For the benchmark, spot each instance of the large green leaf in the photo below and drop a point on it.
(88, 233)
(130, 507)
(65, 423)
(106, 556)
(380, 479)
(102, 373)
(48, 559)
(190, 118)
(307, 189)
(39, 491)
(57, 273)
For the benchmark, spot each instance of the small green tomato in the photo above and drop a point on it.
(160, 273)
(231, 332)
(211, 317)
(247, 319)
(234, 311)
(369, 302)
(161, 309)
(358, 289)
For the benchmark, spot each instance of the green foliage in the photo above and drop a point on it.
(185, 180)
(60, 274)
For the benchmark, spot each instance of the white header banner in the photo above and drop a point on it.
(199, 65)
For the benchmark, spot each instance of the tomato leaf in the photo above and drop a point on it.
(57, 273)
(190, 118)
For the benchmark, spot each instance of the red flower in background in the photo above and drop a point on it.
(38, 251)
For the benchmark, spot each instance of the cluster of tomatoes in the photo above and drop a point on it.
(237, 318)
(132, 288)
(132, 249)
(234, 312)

---

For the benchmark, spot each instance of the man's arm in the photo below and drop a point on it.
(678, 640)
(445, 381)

= Task to complete =
Identify every line in the items above that contains the word "leaf", and copy each of those lines. Case counts.

= Result for this task =
For the benchmark, spot each instance of the large green leaf in the photo below and drop a point on it.
For the benchmark, spot each instance of the tomato leaf in the photo above and drop a point on it.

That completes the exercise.